Text to read
Re: Watermarks not propagated to WebUI?

Jan Lukavský
Hi Robert,

I'd very much love to, but because I run my pipeline with Beam, I'm
afraid I will have to wait a little longer, before Beam has runner for
1.9 [1]. I'm pretty sure that the watermarks disappeared with overall
parallelism (over all operators) something above 2000. There was quite a
lot of operators (shuffling), so the individual parallelism of each
operator was about 200. The pipeline was spread over 50 taskmanager
(each having 4 slots).

Jan

[1] https://github.com/apache/beam/pull/9296/

On 8/26/19 10:23 AM, Robert Metzger wrote:

> Jan, will you be able to test this issue on the now-released Flink 1.9
> with the new UI?
>
> What parallelism is needed to reproduce the issue?
>
>
> On Thu, Aug 15, 2019 at 1:59 PM Chesnay Schepler <[hidden email]
> <mailto:[hidden email]>> wrote:
>
>     I remember an issue regarding the watermark fetch request from the
>     WebUI
>     exceeding some HTTP size limit, since it tries to fetch all
>     watermarks
>     at once, and the format of this request isn't exactly efficient.
>
>     Querying metrics for individual operators still works since the
>     request
>     is small enough.
>
>     Not sure whether we ever fixed that.

Stated problem
From the thread on missing watermarks above, write out the stretch from "[1] https://github.com/apache/beam/pull/9296/" through "the new UI?" word for word.

(Collected data entries)
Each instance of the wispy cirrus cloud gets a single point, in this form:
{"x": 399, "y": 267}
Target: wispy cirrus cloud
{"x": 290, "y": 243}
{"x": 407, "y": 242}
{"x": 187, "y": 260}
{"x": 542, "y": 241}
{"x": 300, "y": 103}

Solution to this task
[1] https://github.com/apache/beam/pull/9296/

On 8/26/19 10:23 AM, Robert Metzger wrote:

> Jan, will you be able to test this issue on the now-released Flink 1.9
> with the new UI?